Records from a collection
★ ★ ★

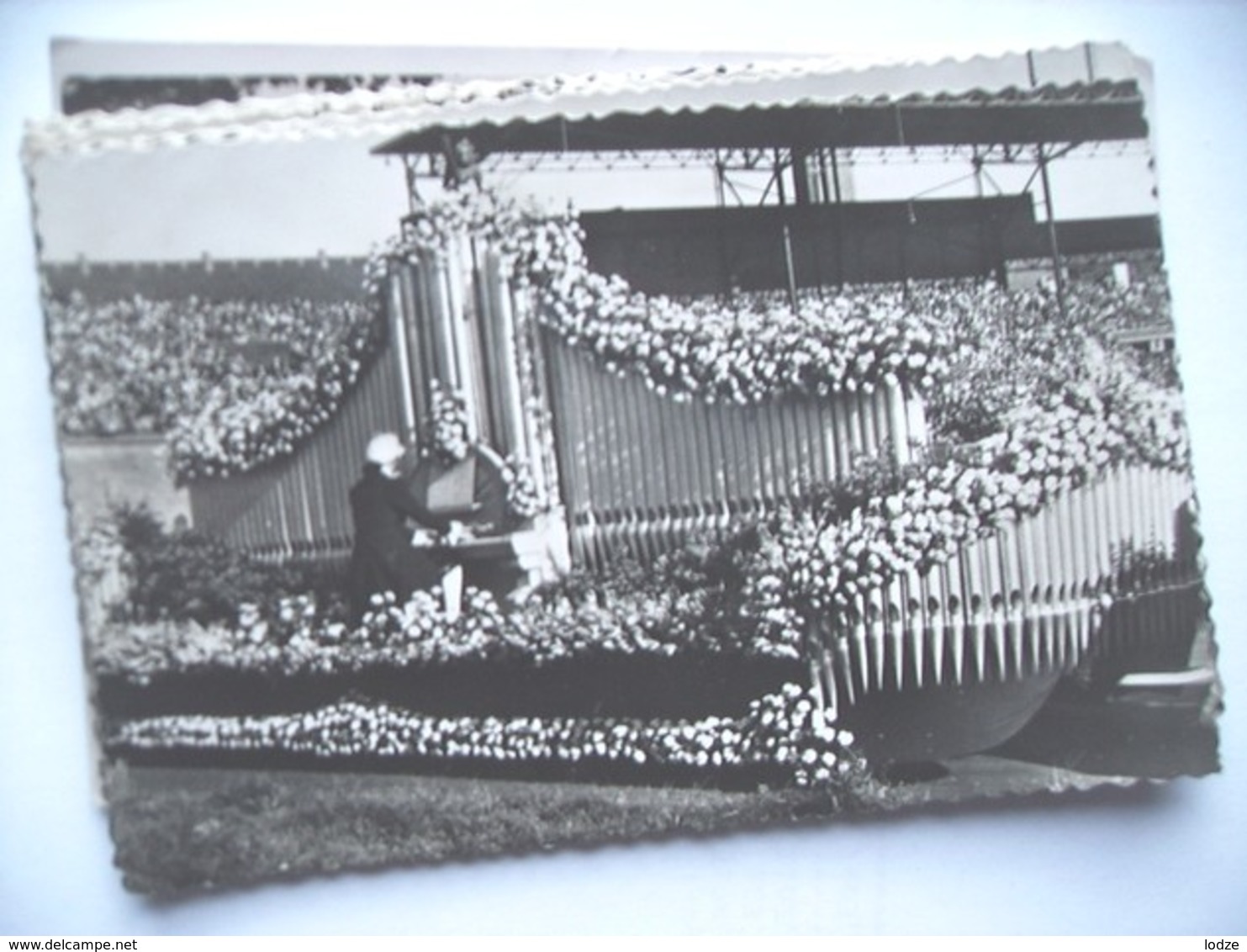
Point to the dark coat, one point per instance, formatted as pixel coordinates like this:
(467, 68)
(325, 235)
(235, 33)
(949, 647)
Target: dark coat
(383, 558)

★ ★ ★

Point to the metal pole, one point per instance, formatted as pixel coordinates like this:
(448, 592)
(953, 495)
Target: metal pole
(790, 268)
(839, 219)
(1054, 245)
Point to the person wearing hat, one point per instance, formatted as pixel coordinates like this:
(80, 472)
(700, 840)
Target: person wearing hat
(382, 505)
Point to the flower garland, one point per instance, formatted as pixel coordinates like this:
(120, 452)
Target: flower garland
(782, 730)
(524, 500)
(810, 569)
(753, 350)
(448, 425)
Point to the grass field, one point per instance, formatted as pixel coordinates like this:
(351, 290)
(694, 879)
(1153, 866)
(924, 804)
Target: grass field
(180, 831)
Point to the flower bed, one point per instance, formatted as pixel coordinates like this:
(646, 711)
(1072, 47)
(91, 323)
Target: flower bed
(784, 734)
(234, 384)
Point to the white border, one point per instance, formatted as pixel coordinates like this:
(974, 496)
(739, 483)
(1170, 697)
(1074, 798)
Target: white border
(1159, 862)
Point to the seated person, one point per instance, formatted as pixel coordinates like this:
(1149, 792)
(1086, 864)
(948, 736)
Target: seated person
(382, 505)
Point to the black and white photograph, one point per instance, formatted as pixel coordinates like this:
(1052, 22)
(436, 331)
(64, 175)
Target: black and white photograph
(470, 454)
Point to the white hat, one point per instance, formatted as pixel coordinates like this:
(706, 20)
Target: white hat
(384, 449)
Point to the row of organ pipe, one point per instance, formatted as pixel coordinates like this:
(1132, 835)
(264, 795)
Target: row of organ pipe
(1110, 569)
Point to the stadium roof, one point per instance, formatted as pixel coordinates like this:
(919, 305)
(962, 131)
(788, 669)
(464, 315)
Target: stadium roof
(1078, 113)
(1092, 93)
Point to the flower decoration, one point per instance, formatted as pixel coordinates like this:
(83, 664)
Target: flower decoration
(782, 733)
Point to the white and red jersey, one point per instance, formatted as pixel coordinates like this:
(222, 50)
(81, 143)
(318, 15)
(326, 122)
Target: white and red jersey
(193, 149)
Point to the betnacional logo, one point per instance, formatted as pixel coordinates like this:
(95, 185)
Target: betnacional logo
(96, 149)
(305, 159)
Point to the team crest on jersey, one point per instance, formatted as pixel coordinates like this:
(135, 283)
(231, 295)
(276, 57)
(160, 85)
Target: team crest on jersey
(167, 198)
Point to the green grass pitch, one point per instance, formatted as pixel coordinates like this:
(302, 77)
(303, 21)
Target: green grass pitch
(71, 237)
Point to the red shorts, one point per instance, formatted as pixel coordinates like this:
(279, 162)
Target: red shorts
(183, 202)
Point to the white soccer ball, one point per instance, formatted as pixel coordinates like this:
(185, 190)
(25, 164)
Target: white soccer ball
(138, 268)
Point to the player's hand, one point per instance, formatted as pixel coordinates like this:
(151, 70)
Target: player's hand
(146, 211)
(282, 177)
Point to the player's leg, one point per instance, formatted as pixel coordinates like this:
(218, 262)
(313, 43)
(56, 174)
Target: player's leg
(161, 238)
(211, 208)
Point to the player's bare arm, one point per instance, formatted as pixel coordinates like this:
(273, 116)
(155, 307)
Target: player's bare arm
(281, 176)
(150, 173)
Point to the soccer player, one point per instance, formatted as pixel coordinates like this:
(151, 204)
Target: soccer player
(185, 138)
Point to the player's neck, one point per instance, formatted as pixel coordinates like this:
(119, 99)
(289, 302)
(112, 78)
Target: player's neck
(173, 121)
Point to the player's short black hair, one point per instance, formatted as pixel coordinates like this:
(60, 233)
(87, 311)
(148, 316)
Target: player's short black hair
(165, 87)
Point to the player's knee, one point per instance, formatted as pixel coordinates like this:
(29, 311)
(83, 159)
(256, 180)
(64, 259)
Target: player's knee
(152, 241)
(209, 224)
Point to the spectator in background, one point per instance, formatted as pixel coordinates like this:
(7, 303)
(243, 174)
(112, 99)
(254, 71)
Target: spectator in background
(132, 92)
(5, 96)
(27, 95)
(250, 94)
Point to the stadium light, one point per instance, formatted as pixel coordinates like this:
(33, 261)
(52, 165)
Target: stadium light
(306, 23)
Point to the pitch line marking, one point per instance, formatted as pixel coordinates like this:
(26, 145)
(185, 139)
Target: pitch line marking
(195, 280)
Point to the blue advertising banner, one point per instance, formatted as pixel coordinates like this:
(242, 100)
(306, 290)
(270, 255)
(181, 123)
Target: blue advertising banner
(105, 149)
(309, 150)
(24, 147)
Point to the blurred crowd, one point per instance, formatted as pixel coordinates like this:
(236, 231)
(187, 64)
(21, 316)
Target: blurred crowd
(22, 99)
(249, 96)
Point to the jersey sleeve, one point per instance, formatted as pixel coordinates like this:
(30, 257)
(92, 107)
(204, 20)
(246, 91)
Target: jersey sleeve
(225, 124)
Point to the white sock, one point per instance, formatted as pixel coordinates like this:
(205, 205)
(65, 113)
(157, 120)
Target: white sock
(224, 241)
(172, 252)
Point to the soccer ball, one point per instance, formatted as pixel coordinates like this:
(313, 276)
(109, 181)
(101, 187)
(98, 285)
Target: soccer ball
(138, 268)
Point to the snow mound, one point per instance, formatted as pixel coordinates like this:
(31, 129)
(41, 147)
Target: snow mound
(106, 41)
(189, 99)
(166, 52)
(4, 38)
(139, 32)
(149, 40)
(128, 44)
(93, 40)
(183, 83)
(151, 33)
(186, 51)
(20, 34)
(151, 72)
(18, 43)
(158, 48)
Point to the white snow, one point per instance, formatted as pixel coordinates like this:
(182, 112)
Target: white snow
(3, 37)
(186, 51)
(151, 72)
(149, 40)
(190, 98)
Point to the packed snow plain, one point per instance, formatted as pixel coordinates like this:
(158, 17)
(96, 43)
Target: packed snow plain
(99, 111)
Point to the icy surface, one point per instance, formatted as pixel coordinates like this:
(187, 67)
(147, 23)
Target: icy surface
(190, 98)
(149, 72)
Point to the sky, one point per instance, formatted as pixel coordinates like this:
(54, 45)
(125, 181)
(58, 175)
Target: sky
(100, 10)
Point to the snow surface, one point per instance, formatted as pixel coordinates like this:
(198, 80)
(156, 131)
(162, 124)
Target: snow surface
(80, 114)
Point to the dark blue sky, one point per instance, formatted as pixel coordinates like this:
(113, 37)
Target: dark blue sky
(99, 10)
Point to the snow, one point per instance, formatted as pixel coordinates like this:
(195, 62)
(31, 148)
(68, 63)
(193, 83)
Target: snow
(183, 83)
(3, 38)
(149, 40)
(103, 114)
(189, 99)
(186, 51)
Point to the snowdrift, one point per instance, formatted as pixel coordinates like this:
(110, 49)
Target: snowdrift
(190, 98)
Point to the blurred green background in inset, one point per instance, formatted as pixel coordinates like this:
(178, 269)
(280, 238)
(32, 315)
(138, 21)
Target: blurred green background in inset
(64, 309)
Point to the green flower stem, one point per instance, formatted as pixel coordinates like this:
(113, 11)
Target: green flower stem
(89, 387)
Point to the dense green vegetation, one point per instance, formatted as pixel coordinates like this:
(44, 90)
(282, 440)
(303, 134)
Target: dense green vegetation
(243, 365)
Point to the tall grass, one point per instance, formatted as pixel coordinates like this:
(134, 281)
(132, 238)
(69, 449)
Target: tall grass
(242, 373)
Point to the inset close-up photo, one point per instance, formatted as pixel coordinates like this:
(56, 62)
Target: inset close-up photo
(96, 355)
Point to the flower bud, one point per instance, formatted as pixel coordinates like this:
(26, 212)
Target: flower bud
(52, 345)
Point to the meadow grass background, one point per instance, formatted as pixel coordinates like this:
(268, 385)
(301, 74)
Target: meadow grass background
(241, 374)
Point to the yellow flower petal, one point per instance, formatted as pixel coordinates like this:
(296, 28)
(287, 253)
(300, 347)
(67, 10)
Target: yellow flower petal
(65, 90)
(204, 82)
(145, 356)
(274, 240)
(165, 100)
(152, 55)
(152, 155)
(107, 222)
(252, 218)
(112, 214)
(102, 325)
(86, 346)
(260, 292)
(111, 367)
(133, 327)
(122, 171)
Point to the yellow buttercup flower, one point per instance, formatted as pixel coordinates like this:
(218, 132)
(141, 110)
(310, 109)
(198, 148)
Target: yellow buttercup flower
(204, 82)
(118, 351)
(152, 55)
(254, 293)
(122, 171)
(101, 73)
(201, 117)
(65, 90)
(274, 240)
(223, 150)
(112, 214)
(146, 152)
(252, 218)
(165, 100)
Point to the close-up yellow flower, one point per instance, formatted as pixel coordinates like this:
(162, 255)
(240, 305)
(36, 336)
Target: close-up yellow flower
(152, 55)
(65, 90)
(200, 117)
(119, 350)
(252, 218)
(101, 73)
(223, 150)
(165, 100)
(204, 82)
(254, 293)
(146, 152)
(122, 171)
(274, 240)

★ ★ ★

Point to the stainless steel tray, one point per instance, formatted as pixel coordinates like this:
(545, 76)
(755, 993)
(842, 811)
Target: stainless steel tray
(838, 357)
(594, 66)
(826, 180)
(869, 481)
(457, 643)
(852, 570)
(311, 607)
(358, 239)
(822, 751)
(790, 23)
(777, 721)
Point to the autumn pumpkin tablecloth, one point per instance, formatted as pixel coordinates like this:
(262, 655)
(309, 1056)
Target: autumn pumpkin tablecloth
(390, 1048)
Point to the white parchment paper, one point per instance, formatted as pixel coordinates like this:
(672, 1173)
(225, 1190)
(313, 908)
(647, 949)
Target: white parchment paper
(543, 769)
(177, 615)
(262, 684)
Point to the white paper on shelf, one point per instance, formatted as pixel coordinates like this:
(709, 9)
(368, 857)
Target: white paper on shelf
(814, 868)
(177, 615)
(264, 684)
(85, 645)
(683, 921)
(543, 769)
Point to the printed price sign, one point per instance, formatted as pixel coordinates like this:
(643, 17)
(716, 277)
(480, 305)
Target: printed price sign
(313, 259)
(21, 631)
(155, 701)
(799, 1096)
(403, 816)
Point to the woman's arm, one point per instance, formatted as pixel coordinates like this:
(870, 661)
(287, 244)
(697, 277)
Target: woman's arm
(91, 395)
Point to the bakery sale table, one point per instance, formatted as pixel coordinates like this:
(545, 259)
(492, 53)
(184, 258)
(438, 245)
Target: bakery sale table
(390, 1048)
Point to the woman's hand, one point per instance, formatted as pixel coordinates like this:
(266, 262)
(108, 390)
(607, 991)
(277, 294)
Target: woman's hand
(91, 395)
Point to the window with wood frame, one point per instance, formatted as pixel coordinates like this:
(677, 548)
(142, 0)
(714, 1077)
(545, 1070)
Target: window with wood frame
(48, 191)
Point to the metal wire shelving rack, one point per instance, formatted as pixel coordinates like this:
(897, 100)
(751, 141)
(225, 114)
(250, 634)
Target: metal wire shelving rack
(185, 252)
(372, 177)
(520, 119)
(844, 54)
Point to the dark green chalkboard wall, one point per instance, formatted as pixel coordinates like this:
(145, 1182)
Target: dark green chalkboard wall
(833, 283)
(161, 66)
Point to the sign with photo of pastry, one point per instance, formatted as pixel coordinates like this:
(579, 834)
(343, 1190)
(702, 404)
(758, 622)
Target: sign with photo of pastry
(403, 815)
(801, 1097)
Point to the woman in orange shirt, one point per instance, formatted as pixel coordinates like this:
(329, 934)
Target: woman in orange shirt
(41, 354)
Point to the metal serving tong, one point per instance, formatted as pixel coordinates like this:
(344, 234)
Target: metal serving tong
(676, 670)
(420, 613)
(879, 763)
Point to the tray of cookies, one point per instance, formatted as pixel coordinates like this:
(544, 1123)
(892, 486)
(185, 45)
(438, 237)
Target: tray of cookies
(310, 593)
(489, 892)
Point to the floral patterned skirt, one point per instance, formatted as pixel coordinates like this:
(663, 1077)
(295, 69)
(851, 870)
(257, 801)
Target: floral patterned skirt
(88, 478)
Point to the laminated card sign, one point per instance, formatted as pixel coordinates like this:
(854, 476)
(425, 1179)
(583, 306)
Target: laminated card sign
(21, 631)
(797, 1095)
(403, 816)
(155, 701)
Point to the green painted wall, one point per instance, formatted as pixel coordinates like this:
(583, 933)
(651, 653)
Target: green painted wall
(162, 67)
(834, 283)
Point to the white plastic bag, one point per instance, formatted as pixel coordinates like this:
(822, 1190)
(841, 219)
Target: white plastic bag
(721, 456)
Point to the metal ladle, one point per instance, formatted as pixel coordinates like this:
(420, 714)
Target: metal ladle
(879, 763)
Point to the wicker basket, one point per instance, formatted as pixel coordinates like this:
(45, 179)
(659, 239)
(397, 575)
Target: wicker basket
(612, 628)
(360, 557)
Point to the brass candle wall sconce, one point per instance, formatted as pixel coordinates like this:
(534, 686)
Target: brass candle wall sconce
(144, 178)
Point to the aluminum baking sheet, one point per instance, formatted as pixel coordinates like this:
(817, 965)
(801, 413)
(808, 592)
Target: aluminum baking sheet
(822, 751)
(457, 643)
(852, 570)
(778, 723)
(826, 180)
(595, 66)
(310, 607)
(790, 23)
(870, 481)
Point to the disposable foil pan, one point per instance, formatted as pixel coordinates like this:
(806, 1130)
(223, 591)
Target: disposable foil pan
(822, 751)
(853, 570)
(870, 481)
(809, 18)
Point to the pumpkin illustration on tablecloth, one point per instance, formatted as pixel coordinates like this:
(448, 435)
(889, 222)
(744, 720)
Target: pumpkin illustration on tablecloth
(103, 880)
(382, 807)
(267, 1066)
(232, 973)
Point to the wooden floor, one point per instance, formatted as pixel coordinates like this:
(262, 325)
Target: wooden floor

★ ★ ★

> **What you are asked to do**
Copy the lines word for word, from the line with "Point to the wooden" to the line with "Target: wooden floor".

> **Reply**
Point to the wooden floor, one point per instance, formatted as pixel coordinates like this:
(262, 325)
Target: wooden floor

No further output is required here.